*INPUT MATERIAL:*
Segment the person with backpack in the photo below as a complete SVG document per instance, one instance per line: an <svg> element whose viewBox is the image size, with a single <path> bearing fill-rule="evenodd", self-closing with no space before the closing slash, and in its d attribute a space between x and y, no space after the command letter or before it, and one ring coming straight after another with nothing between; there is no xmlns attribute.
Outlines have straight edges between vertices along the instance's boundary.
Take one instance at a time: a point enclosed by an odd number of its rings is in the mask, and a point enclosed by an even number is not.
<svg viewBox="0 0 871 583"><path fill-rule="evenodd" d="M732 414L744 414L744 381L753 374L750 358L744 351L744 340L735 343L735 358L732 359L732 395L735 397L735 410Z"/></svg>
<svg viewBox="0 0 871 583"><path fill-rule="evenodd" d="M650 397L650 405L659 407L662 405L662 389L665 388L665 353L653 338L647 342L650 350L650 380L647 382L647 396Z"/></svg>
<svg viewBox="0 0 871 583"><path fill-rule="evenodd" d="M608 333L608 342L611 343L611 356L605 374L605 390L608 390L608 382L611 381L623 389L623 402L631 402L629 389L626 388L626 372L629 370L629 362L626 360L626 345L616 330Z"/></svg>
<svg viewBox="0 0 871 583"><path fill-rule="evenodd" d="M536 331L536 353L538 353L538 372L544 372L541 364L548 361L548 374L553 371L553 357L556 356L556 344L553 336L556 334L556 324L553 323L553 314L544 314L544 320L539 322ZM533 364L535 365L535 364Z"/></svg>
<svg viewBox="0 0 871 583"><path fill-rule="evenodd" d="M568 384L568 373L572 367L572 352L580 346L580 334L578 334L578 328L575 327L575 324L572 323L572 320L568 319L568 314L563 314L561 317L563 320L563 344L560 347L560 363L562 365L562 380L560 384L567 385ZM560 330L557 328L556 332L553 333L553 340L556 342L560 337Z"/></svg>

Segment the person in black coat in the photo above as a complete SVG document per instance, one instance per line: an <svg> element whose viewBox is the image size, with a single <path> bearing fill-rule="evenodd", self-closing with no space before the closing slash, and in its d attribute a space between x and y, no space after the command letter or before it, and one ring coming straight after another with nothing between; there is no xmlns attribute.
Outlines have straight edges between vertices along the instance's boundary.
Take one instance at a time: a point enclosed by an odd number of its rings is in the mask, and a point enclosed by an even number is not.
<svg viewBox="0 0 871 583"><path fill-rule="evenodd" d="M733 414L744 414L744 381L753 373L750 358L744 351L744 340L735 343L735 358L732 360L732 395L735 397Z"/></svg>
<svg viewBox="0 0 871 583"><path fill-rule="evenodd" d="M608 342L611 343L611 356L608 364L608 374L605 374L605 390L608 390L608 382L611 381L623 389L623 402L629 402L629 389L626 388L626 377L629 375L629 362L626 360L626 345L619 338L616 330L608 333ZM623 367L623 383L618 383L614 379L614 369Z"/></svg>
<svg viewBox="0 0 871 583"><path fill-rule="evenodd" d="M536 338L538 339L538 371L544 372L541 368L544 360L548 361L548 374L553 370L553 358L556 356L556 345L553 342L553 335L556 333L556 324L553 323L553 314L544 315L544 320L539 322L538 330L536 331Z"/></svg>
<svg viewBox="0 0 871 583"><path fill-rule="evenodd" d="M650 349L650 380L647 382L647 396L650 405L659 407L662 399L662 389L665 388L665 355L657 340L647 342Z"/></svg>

*AIM:* Could you format every line of the entries above as a Markdown table with the columns "Row" and "Line", numbering each row and leaving out blank lines?

*EXERCISE RESPONSE:*
| Row | Line |
|---|---|
| 1 | Segment the person with backpack in the photo below as a complete SVG document per instance, one instance per line: an <svg> element whose viewBox is the image size, with a single <path> bearing fill-rule="evenodd", self-closing with no space before the closing slash, and in its d attribute a space between x and y, no space after the command letter or before it, and one ring coming straight after another with nothing between; there is no xmlns attribute. |
| 2 | Outlines have straight edges between vertices along the instance's boundary. |
| 3 | Take one instance at a time: a point enclosed by an odd number of its rings is in the mask, and a point enclosed by an even number is not. |
| 4 | <svg viewBox="0 0 871 583"><path fill-rule="evenodd" d="M732 414L744 414L744 381L753 374L750 358L744 351L744 340L735 343L735 358L732 359L732 395L735 397L735 410Z"/></svg> |
| 5 | <svg viewBox="0 0 871 583"><path fill-rule="evenodd" d="M650 397L650 405L659 407L662 405L662 389L665 388L665 353L653 338L647 342L650 350L650 380L647 382L647 396Z"/></svg> |
| 6 | <svg viewBox="0 0 871 583"><path fill-rule="evenodd" d="M608 333L608 342L611 343L611 356L605 374L605 390L608 390L608 382L611 381L623 389L623 402L631 402L629 389L626 388L626 372L629 370L629 362L626 360L626 345L616 330Z"/></svg> |
| 7 | <svg viewBox="0 0 871 583"><path fill-rule="evenodd" d="M536 331L536 353L538 353L538 372L544 372L541 364L548 361L548 374L553 371L553 357L556 356L556 344L553 336L556 334L556 324L553 323L553 314L544 314L544 320L539 322ZM533 364L535 365L535 364Z"/></svg> |
| 8 | <svg viewBox="0 0 871 583"><path fill-rule="evenodd" d="M568 384L568 373L572 367L572 352L580 346L580 334L578 334L578 328L575 327L575 324L572 323L572 320L568 319L568 314L563 314L561 317L563 320L563 344L560 347L560 363L562 365L562 380L560 384L567 385ZM560 330L557 328L556 332L553 333L553 340L556 342L560 337Z"/></svg> |
| 9 | Segment the person in black coat in the photo above as a complete SVG document per instance, one instance per line: an <svg> element whose viewBox is the image size, with a single <path> bearing fill-rule="evenodd", self-closing with no space before the closing slash, and in its d attribute a space between x and y, no space after the command letter or before it, and one ring coming straight after another with nothing between; there is no xmlns attribute. |
| 10 | Outlines have straight edges between vertices along the instance's boundary. |
| 11 | Take one instance at a time: a point enclosed by an odd number of its rings is in the mask, and a point enclosed by an even number is not. |
| 12 | <svg viewBox="0 0 871 583"><path fill-rule="evenodd" d="M733 414L744 414L744 381L753 373L750 358L744 351L744 340L735 343L735 358L732 360L732 395L735 397Z"/></svg> |
| 13 | <svg viewBox="0 0 871 583"><path fill-rule="evenodd" d="M608 342L611 343L611 356L608 364L608 374L605 374L605 390L608 390L608 382L611 381L623 389L623 402L629 402L629 389L626 388L626 377L629 375L629 362L626 360L626 345L619 338L616 330L608 333ZM623 367L623 383L618 383L614 379L614 369Z"/></svg> |
| 14 | <svg viewBox="0 0 871 583"><path fill-rule="evenodd" d="M536 338L538 339L538 371L544 372L541 368L544 360L548 361L548 374L553 370L553 358L556 356L556 345L553 342L553 335L556 333L556 324L553 323L553 314L544 315L544 320L539 322L538 330L536 331Z"/></svg> |
| 15 | <svg viewBox="0 0 871 583"><path fill-rule="evenodd" d="M650 349L650 380L647 382L647 396L650 405L659 407L662 399L662 389L665 388L665 355L657 340L647 342Z"/></svg> |